● **EXERCISE GOAL**
In the data, find each line where the word "hair" appears and list that line.

##### DATA SECTION

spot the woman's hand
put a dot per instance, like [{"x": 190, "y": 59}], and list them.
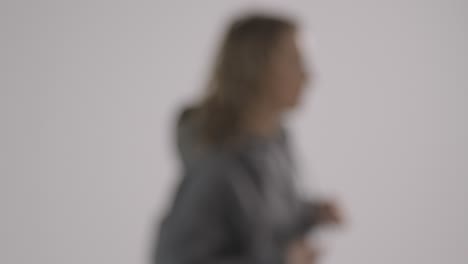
[
  {"x": 300, "y": 252},
  {"x": 330, "y": 212}
]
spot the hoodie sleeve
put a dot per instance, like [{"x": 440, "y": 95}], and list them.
[
  {"x": 206, "y": 226},
  {"x": 308, "y": 217}
]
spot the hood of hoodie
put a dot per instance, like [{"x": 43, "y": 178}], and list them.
[{"x": 191, "y": 151}]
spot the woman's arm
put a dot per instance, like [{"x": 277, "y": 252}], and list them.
[{"x": 206, "y": 224}]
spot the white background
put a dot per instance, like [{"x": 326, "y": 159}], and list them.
[{"x": 90, "y": 89}]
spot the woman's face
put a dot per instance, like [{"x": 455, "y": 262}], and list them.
[{"x": 286, "y": 74}]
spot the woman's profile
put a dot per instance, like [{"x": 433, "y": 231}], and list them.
[{"x": 236, "y": 202}]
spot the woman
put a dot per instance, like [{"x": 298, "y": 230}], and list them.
[{"x": 236, "y": 202}]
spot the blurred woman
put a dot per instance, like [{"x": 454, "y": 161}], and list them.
[{"x": 236, "y": 202}]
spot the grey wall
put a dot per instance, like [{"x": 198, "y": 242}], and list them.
[{"x": 89, "y": 90}]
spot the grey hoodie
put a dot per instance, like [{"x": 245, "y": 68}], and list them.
[{"x": 232, "y": 207}]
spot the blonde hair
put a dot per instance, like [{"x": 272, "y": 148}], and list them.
[{"x": 236, "y": 81}]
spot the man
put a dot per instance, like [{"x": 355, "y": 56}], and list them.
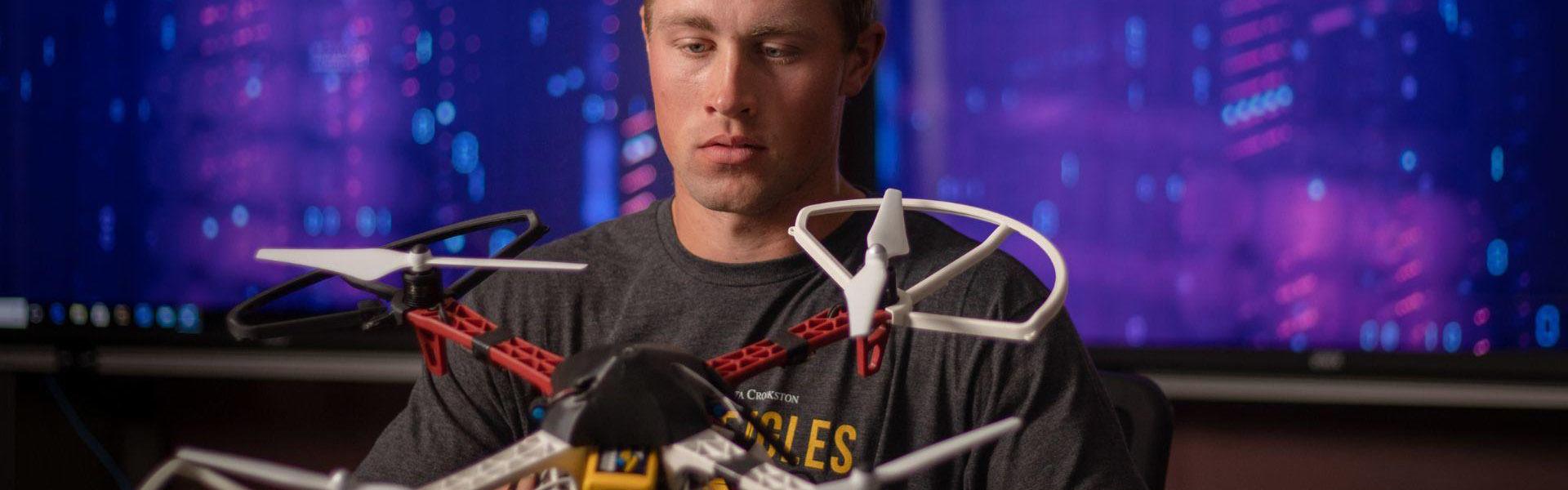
[{"x": 748, "y": 100}]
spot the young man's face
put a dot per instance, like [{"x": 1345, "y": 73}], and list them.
[{"x": 748, "y": 96}]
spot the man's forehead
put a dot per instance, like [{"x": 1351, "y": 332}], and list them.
[{"x": 756, "y": 18}]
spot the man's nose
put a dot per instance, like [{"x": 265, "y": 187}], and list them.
[{"x": 733, "y": 91}]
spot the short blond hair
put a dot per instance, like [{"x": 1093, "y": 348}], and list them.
[{"x": 855, "y": 15}]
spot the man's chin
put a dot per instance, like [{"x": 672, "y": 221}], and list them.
[{"x": 733, "y": 195}]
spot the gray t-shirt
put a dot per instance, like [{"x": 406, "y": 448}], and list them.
[{"x": 644, "y": 286}]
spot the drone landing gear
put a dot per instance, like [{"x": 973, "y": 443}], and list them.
[
  {"x": 800, "y": 341},
  {"x": 487, "y": 341}
]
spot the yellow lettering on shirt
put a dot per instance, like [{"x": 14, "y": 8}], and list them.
[
  {"x": 816, "y": 443},
  {"x": 845, "y": 459}
]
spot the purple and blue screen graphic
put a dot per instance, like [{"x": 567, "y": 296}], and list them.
[
  {"x": 160, "y": 143},
  {"x": 1368, "y": 176},
  {"x": 1269, "y": 175}
]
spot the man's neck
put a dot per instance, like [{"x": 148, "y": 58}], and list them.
[{"x": 739, "y": 239}]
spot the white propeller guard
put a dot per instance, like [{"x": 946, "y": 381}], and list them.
[{"x": 903, "y": 313}]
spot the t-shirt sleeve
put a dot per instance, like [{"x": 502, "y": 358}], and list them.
[
  {"x": 449, "y": 423},
  {"x": 1071, "y": 437}
]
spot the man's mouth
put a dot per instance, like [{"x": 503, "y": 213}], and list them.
[{"x": 729, "y": 149}]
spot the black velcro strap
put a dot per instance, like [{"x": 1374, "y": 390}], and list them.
[
  {"x": 485, "y": 341},
  {"x": 795, "y": 347}
]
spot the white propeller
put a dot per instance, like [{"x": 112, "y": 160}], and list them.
[
  {"x": 369, "y": 265},
  {"x": 888, "y": 231},
  {"x": 930, "y": 456},
  {"x": 884, "y": 241}
]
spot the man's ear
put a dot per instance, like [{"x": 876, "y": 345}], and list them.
[
  {"x": 862, "y": 59},
  {"x": 642, "y": 16}
]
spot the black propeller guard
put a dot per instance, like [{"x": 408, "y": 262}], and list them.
[{"x": 630, "y": 396}]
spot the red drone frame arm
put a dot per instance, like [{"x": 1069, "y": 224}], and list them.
[
  {"x": 816, "y": 332},
  {"x": 480, "y": 336}
]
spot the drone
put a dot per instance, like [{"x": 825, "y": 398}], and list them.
[{"x": 688, "y": 429}]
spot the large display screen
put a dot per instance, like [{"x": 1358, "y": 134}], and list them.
[{"x": 1274, "y": 175}]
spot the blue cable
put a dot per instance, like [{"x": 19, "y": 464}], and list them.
[{"x": 87, "y": 437}]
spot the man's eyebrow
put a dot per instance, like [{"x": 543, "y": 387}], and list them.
[
  {"x": 778, "y": 29},
  {"x": 700, "y": 22}
]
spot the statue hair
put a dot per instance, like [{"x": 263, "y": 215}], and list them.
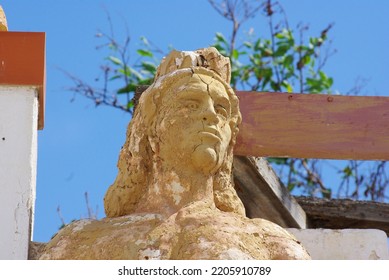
[{"x": 136, "y": 156}]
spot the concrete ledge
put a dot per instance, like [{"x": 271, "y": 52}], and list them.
[{"x": 346, "y": 244}]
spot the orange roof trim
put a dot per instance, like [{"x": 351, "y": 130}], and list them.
[{"x": 23, "y": 62}]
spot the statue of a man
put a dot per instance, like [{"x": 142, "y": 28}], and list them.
[{"x": 174, "y": 196}]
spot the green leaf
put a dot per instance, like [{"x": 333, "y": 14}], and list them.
[
  {"x": 115, "y": 60},
  {"x": 127, "y": 89},
  {"x": 145, "y": 53},
  {"x": 235, "y": 54},
  {"x": 288, "y": 61}
]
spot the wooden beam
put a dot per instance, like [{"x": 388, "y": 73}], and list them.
[
  {"x": 263, "y": 195},
  {"x": 345, "y": 213},
  {"x": 313, "y": 126}
]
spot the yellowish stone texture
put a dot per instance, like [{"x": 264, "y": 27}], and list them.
[{"x": 174, "y": 196}]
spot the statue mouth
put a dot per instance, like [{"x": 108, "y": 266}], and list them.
[{"x": 211, "y": 133}]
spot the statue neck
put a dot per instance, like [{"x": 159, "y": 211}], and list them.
[{"x": 170, "y": 191}]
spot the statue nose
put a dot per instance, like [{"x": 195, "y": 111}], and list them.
[{"x": 209, "y": 115}]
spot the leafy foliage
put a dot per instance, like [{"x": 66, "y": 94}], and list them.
[{"x": 284, "y": 62}]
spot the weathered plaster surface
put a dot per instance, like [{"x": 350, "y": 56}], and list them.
[
  {"x": 18, "y": 156},
  {"x": 174, "y": 196},
  {"x": 345, "y": 244}
]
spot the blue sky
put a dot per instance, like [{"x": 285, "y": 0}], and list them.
[{"x": 79, "y": 146}]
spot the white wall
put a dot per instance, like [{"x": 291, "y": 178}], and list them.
[
  {"x": 18, "y": 157},
  {"x": 344, "y": 244}
]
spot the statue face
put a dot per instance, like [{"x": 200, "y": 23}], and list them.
[{"x": 195, "y": 131}]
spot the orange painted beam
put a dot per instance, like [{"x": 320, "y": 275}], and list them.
[
  {"x": 22, "y": 62},
  {"x": 313, "y": 126}
]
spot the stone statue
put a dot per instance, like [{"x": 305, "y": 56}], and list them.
[{"x": 174, "y": 196}]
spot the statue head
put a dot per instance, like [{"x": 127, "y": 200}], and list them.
[{"x": 186, "y": 121}]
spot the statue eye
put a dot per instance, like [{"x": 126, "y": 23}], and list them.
[{"x": 220, "y": 110}]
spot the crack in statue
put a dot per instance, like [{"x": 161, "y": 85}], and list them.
[{"x": 174, "y": 196}]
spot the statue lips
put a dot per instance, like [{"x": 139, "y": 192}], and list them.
[{"x": 211, "y": 134}]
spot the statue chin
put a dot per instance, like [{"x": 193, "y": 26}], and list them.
[{"x": 205, "y": 158}]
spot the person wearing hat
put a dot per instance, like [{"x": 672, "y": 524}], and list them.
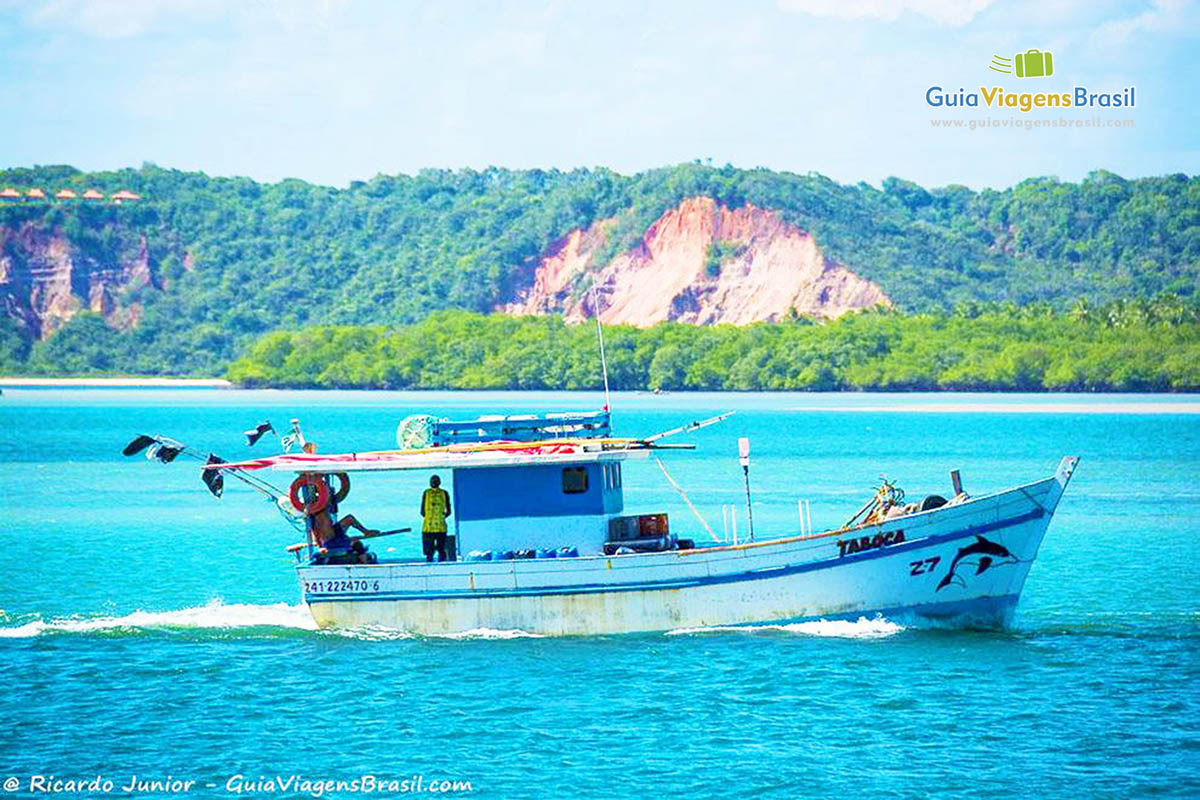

##########

● **REPLY**
spot the blonde hair
spot the short blond hair
spot the statue hair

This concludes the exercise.